THE PROBLEM
Please scale the material from its first line through the line that contains "top-left (0, 132), bottom-right (294, 204)", both included, and give every line of that stretch again. Multiply each coordinate in the answers by 1.7, round it to a whole number with halves going up, and change nothing else.

--- DATASET ENTRIES ---

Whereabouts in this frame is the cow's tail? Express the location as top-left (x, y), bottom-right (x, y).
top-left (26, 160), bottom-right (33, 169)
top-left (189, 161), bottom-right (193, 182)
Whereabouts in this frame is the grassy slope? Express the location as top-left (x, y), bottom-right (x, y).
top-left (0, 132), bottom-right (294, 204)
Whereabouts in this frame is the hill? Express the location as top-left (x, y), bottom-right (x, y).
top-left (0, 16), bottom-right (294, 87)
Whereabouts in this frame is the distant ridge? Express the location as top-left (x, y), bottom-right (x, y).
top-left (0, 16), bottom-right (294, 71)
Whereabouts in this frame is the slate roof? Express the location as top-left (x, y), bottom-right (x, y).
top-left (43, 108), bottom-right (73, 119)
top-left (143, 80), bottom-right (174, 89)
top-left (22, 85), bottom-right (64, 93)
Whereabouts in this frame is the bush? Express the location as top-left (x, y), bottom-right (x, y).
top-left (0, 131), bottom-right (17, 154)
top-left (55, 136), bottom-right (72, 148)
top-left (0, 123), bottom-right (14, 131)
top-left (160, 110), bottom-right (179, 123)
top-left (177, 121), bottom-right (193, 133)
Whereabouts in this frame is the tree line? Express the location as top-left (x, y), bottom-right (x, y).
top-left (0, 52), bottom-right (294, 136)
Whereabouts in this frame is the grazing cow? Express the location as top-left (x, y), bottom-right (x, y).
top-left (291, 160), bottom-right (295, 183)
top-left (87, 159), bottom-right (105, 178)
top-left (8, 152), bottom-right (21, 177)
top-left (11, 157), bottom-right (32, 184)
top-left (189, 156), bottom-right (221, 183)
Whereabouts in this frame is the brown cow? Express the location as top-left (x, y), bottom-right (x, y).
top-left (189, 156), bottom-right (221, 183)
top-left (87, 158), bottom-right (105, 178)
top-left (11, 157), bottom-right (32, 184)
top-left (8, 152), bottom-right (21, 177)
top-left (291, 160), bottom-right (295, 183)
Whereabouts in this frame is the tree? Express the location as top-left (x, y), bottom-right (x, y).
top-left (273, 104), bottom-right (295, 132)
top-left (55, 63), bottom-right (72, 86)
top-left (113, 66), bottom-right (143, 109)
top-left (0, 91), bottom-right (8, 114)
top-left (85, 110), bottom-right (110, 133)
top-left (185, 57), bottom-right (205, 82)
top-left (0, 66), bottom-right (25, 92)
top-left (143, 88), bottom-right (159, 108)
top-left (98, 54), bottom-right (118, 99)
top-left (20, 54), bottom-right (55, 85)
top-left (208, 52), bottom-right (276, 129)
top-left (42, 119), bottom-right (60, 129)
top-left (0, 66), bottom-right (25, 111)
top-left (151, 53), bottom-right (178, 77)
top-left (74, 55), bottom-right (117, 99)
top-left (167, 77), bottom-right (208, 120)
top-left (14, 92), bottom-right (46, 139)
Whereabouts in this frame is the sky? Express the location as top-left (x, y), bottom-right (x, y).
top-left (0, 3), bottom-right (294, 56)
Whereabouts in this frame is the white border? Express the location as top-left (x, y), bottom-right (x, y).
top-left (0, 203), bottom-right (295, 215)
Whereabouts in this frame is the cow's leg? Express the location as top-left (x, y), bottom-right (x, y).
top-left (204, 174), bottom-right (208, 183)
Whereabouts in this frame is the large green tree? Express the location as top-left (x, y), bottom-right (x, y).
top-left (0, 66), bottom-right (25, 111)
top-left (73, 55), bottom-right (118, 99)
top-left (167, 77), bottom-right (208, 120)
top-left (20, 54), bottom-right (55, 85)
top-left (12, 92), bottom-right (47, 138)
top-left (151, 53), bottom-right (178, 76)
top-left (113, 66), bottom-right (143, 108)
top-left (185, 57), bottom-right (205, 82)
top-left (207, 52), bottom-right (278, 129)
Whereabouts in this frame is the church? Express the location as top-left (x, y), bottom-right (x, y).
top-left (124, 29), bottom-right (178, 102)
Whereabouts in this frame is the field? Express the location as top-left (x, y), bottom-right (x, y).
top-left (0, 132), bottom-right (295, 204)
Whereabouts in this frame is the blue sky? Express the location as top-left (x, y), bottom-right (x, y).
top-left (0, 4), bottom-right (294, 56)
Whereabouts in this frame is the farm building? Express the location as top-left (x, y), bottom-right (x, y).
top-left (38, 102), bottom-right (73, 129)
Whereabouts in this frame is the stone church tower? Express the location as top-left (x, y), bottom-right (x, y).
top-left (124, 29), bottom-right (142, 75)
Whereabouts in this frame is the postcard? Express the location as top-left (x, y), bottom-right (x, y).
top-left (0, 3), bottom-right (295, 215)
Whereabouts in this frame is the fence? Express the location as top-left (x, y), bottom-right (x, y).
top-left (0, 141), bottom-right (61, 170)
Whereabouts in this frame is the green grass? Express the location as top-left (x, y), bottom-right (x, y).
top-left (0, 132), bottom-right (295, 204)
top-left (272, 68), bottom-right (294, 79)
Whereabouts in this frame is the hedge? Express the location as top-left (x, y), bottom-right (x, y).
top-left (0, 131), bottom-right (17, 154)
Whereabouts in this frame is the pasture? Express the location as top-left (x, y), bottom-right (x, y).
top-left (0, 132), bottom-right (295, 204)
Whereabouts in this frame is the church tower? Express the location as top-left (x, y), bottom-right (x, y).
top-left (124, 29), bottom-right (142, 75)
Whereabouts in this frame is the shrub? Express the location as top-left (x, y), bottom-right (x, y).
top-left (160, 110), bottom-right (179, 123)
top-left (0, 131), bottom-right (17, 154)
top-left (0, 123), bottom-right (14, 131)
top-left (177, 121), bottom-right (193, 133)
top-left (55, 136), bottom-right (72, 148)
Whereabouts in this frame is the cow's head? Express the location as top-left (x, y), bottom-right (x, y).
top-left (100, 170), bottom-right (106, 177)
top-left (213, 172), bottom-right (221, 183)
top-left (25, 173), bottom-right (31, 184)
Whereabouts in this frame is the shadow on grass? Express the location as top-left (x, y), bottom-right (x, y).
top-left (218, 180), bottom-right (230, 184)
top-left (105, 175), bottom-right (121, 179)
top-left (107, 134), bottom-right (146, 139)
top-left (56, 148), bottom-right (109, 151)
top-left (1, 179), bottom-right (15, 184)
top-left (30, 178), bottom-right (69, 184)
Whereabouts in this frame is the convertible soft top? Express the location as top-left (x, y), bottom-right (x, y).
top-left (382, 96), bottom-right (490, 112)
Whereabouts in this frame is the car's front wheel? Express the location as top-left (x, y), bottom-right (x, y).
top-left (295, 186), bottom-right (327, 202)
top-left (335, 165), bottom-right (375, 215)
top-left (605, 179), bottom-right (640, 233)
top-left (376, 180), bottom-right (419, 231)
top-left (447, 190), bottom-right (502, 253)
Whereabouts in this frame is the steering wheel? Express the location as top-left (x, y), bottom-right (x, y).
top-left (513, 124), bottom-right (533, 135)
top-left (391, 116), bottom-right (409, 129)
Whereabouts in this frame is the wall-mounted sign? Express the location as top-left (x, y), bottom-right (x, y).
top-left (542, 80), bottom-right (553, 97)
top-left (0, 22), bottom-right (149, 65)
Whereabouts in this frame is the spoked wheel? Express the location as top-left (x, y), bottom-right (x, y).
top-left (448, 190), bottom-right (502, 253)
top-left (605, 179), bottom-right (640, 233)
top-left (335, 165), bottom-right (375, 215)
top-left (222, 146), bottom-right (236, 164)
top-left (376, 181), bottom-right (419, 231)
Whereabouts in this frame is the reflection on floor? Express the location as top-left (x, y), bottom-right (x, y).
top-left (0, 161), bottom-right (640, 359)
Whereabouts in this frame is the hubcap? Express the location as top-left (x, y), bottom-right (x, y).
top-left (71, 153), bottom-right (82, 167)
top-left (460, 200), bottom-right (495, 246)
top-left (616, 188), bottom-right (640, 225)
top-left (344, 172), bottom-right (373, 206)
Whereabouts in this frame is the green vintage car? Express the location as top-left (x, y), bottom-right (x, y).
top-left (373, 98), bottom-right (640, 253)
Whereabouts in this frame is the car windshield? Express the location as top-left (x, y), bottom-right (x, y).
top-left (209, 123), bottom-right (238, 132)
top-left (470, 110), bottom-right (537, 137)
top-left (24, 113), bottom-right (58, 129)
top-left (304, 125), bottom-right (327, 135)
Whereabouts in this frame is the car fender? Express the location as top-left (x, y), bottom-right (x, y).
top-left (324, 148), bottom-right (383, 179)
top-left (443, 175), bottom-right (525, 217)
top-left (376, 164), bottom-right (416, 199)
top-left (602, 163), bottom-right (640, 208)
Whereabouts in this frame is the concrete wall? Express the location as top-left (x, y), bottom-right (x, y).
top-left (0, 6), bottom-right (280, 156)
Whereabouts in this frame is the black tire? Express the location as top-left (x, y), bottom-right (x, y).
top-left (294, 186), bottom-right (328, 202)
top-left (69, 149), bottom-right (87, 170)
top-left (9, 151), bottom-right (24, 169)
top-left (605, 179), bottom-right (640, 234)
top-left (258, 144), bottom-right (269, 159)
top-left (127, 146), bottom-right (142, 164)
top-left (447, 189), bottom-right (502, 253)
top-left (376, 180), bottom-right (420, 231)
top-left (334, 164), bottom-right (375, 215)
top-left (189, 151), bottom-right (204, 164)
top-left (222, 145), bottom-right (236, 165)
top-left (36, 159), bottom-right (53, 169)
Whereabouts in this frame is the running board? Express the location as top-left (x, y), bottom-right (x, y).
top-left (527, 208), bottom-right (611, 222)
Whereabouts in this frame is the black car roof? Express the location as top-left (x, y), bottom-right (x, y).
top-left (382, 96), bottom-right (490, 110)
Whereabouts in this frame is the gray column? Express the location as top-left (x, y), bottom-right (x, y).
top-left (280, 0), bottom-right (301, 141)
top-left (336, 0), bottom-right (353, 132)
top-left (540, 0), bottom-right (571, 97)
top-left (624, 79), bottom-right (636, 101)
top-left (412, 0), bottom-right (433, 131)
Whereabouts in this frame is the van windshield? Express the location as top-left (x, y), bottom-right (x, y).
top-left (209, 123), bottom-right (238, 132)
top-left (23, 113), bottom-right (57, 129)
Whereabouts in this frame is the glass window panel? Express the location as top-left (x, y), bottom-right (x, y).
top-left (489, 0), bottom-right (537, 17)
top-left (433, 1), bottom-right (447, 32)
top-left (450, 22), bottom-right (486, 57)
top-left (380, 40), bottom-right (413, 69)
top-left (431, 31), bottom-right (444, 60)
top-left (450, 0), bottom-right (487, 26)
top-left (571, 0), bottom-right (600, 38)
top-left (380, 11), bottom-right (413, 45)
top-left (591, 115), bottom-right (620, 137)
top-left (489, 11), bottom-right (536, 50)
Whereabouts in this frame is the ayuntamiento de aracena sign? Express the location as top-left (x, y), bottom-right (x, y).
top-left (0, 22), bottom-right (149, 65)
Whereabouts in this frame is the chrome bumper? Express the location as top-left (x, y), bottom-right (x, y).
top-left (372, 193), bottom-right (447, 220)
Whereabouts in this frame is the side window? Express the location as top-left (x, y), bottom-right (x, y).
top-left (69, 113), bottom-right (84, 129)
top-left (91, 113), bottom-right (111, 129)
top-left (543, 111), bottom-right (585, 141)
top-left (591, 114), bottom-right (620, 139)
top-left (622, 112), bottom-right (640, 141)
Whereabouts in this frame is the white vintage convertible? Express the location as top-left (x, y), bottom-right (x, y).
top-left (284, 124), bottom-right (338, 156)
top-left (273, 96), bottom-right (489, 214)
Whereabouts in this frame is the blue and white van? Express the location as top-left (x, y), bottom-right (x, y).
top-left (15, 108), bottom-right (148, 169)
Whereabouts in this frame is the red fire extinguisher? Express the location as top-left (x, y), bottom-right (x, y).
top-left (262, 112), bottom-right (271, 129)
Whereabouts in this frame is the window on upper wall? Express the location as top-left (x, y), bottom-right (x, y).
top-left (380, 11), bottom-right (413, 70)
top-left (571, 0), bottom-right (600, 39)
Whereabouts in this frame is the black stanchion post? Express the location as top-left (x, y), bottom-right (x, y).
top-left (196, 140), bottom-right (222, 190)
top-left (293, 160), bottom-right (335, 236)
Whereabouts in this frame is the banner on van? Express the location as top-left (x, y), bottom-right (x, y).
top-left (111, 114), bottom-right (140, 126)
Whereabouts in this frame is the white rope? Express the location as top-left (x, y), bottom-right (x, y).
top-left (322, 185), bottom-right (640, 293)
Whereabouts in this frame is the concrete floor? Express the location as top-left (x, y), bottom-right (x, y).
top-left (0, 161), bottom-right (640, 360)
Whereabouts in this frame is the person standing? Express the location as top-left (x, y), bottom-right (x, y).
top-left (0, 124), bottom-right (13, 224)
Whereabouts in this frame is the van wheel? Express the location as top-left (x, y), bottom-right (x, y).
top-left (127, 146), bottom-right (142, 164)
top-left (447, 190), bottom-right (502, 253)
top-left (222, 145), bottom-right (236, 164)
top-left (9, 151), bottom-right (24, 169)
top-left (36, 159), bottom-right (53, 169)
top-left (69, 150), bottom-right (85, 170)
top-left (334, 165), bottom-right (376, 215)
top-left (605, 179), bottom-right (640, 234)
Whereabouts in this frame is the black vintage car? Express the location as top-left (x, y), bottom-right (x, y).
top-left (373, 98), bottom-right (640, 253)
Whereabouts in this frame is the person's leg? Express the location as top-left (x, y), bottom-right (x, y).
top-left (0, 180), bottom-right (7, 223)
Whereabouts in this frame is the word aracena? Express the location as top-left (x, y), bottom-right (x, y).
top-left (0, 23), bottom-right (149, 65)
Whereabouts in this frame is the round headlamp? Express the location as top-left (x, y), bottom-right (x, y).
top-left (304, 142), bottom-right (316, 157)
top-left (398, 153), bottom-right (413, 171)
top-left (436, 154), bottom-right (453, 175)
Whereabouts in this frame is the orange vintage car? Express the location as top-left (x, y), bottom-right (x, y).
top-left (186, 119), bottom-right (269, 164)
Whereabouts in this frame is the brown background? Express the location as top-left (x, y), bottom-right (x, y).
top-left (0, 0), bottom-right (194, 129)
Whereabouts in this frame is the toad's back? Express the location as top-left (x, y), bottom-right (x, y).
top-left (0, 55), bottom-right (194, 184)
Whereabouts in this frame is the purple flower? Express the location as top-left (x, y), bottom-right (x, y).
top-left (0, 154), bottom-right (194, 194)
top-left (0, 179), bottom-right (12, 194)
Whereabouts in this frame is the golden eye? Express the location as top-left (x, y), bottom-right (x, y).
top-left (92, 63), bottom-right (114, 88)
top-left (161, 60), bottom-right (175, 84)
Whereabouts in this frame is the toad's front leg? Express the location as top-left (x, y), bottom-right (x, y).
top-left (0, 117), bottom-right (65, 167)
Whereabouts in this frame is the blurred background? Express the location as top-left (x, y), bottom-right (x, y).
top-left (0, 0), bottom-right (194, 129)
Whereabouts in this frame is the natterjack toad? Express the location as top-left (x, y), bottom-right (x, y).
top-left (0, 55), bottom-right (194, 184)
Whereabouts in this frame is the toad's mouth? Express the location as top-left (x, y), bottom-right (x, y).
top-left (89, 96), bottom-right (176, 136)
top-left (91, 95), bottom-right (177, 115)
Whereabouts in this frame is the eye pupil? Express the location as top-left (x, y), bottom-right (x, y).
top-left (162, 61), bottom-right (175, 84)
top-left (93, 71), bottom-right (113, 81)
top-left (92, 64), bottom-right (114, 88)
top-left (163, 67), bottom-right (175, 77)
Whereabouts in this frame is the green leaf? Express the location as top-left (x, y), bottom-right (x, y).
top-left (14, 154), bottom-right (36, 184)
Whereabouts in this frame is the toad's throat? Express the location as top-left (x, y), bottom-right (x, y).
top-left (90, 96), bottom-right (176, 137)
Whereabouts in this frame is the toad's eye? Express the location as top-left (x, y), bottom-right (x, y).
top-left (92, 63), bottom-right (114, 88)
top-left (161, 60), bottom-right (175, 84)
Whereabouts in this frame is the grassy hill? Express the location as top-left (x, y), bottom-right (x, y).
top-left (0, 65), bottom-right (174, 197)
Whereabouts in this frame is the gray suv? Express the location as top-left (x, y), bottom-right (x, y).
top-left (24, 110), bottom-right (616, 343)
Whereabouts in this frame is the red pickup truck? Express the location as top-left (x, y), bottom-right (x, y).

---

FULL RESPONSE
Whereabouts in this frame is the cow's tail? Express the location as top-left (x, y), bottom-right (x, y).
top-left (44, 272), bottom-right (56, 287)
top-left (321, 274), bottom-right (328, 309)
Whereabouts in this frame is the grassy slope? Express the location as top-left (x, y), bottom-right (x, y).
top-left (0, 224), bottom-right (500, 347)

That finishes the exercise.